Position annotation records
=-=-=

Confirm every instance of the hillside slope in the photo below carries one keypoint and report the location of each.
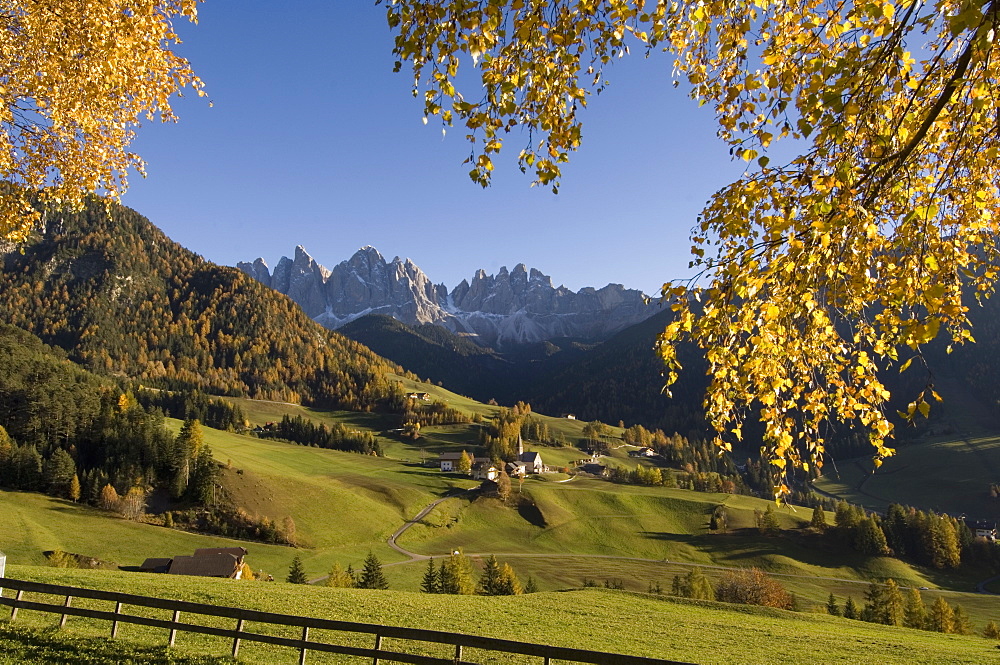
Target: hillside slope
(122, 298)
(615, 622)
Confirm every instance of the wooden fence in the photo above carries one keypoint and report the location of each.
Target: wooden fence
(303, 645)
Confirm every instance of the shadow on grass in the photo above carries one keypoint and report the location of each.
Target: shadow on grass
(20, 645)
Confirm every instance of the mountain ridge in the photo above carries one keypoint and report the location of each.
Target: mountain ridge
(515, 306)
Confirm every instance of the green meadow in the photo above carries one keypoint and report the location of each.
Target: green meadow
(597, 619)
(951, 475)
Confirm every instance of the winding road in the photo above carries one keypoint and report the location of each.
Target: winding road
(414, 556)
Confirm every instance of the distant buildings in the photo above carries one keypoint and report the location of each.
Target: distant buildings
(205, 562)
(983, 528)
(483, 469)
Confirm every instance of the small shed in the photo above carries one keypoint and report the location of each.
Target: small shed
(207, 565)
(155, 565)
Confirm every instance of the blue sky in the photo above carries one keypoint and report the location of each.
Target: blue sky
(313, 140)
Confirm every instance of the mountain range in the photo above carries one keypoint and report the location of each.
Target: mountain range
(519, 306)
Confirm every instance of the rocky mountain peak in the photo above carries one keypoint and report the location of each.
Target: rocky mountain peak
(514, 306)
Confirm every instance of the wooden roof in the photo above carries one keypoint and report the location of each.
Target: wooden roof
(205, 565)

=-=-=

**PROBLEM TO WORK ON:** Rewrite the stretch from the line containing "Confirm every instance of the rocky" through the end of the records, swapping "wooden roof" for "barn roof" and leaving everything else unchanged.

**OUTPUT FOR THIS EXERCISE:**
Confirm every instance of the rocky mountain peak in the photo above carries one keypoint and report the location of each.
Target: rocky mountain peak
(514, 306)
Confirm every instance of the barn roof in the photo above carries one keypoint and report the location of each.
Target: barn roof
(205, 565)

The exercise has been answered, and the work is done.